## [What the exercise asks]
Rewrite the lines between the one containing "[trace] **mountain summit** -> outlines" and the one containing "854L0 946L1266 948L1267", inclusive, with "mountain summit" changed to "mountain peak" and nothing else altered. Return only those lines.

(Region annotation lines)
● ● ●

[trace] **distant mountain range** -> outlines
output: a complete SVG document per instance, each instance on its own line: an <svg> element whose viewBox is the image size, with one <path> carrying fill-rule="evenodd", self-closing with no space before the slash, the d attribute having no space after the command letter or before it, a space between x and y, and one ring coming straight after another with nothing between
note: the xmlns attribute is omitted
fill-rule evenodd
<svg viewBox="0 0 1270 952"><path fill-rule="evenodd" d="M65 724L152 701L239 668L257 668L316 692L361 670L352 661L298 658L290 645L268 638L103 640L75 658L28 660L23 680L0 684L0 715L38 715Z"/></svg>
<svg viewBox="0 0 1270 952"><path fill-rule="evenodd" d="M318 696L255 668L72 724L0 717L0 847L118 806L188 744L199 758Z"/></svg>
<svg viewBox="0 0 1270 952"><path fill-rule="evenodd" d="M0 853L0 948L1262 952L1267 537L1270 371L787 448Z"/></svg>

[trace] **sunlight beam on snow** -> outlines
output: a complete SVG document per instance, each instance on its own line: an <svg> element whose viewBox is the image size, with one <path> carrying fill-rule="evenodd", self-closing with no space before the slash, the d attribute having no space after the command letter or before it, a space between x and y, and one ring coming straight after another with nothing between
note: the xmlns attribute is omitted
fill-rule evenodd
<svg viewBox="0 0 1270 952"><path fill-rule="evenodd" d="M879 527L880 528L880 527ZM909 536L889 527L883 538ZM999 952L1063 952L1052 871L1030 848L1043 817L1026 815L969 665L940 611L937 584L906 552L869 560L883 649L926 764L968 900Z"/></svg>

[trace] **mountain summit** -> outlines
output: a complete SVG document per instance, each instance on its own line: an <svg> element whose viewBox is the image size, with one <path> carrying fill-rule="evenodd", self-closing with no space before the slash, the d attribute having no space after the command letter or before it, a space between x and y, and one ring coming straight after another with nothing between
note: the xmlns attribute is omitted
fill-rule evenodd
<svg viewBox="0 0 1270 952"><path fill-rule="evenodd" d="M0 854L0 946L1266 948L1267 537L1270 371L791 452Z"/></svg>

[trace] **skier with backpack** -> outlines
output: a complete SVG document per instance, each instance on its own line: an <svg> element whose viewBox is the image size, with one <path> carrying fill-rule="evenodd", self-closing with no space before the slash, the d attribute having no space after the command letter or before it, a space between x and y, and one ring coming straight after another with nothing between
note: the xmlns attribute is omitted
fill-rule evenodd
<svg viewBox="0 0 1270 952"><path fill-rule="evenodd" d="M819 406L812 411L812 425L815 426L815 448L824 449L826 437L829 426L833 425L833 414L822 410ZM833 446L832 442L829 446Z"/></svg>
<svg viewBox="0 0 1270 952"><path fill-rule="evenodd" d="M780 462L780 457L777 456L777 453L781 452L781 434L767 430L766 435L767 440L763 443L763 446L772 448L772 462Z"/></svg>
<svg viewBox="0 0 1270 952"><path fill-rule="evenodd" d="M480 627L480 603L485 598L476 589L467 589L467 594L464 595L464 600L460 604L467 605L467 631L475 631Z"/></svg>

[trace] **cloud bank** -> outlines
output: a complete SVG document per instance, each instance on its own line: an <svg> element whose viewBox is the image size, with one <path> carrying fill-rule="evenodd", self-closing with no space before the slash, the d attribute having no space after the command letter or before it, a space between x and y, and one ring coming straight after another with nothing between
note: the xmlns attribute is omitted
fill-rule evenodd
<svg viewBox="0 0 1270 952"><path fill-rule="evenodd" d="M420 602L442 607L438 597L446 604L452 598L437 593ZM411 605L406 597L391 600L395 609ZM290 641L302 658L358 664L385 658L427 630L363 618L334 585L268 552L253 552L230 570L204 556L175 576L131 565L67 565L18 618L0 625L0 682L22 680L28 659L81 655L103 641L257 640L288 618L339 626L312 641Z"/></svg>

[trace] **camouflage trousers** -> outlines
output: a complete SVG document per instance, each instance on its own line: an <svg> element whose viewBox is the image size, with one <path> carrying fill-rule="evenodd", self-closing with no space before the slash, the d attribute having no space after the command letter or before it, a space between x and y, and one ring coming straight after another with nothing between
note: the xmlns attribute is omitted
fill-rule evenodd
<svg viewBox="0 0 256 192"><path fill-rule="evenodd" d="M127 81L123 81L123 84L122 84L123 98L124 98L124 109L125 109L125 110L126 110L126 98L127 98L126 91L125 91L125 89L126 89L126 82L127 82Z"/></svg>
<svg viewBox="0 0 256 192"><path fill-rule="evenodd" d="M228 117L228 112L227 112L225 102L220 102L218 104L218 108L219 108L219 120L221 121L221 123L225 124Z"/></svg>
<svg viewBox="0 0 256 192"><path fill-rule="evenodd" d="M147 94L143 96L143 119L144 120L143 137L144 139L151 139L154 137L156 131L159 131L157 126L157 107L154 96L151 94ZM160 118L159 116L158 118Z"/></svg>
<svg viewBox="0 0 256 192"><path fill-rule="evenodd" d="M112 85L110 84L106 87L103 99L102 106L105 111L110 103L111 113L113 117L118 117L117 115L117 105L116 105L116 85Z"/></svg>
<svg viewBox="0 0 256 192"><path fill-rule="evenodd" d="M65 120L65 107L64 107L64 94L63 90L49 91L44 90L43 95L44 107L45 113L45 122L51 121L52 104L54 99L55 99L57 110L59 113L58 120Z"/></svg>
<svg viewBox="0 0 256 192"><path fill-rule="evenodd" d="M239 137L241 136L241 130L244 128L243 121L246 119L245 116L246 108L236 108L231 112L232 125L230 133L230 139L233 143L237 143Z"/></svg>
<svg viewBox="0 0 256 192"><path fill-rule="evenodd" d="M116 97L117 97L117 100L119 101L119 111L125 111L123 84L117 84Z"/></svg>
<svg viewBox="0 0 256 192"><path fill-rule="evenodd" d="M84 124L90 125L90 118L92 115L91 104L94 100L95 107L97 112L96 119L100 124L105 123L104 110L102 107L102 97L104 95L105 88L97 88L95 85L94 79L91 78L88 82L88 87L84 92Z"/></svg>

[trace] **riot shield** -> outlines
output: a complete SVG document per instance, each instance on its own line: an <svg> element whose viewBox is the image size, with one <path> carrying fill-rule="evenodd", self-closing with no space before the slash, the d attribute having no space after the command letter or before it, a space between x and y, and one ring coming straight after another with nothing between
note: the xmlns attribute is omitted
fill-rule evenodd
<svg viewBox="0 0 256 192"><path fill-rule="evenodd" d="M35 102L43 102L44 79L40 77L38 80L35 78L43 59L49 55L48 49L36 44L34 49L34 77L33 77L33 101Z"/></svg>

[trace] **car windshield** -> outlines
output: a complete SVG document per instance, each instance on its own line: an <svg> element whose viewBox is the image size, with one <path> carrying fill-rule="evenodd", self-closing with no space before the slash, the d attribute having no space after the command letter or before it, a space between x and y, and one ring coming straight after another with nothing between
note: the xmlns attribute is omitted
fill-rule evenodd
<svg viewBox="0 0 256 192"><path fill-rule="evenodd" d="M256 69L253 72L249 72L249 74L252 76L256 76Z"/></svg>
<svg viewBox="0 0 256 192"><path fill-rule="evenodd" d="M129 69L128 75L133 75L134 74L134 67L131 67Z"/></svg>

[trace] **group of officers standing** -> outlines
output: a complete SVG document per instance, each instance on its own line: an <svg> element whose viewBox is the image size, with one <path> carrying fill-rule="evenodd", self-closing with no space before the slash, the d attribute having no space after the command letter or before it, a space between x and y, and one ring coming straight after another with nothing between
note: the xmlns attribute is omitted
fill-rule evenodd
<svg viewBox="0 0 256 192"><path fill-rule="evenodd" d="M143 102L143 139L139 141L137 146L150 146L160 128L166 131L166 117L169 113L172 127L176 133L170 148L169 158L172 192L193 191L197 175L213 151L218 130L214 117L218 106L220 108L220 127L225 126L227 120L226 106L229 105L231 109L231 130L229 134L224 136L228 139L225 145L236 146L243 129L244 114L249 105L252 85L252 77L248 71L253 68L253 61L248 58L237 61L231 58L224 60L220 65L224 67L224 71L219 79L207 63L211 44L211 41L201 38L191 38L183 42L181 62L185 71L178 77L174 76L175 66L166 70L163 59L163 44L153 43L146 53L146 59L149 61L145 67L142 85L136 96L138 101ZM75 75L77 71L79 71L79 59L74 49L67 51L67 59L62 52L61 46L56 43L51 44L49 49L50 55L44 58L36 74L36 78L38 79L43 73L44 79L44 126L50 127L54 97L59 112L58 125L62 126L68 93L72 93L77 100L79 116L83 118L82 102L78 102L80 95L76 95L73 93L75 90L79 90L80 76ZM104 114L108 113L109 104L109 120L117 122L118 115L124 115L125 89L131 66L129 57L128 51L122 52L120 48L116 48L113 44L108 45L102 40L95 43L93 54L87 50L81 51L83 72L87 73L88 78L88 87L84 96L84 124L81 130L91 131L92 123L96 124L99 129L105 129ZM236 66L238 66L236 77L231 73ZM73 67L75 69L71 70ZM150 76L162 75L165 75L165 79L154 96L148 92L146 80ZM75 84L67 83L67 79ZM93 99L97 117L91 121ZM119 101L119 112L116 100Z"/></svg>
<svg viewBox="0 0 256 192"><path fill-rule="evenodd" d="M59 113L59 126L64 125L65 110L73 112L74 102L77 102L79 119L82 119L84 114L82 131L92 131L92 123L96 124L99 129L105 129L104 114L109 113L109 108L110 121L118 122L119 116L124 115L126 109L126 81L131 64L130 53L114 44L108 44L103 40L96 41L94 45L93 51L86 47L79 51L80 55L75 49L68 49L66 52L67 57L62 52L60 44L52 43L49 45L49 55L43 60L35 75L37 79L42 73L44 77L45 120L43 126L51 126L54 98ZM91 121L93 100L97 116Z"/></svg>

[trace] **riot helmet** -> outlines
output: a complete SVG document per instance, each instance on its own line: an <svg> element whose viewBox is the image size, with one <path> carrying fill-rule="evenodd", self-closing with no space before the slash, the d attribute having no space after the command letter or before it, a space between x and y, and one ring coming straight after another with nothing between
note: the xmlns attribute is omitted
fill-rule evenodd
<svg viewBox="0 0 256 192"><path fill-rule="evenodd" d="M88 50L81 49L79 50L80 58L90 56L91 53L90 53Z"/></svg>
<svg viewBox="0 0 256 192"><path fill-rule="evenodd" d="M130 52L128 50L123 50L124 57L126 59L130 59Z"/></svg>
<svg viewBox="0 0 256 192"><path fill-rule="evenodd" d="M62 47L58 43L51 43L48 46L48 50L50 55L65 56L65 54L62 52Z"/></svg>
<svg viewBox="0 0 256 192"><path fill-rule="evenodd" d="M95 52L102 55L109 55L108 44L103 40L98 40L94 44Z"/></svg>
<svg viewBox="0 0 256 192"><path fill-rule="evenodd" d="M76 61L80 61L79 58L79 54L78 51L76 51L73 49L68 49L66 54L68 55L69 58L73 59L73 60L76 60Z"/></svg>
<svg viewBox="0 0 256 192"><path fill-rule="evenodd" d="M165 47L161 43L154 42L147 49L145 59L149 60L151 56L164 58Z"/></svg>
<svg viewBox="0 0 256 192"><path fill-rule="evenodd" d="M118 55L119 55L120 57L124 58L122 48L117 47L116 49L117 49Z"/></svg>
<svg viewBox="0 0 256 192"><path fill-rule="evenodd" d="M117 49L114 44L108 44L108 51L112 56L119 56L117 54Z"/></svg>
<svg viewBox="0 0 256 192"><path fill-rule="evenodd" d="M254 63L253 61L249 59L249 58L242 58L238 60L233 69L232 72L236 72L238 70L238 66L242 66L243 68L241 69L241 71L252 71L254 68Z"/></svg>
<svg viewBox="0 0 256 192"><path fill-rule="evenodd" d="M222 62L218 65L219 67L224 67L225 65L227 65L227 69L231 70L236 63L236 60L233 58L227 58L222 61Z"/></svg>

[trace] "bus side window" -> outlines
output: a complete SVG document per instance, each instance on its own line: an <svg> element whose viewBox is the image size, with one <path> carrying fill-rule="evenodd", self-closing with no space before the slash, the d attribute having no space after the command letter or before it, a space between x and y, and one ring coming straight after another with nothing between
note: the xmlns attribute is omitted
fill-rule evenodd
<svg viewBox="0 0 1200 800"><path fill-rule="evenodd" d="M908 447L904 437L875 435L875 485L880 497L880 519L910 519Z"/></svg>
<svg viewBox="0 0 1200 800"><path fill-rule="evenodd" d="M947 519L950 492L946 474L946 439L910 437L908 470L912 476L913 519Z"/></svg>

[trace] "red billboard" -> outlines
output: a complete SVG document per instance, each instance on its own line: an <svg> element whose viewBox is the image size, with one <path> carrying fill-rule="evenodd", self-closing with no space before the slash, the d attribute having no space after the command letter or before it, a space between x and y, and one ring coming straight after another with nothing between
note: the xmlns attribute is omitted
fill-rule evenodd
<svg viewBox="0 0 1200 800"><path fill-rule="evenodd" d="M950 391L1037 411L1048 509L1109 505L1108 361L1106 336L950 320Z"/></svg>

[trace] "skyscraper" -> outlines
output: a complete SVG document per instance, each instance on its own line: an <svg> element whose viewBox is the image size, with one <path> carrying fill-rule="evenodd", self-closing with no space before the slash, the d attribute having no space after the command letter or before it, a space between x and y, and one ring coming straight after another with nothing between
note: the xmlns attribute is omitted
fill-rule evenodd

● ● ●

## [Exercise answer]
[trace] **mountain peak** -> outlines
output: a complete SVG document per instance, each instance on its own line: an <svg> element whose viewBox is the image size, with one <path> carrying fill-rule="evenodd", self-closing with no space before the slash, the d attribute having no space after the command letter or before it, a space between x and y, and one ring coming straight after another with nothing between
note: the xmlns attribute is omitted
fill-rule evenodd
<svg viewBox="0 0 1270 952"><path fill-rule="evenodd" d="M0 854L0 946L1266 948L1267 537L1270 371L791 452Z"/></svg>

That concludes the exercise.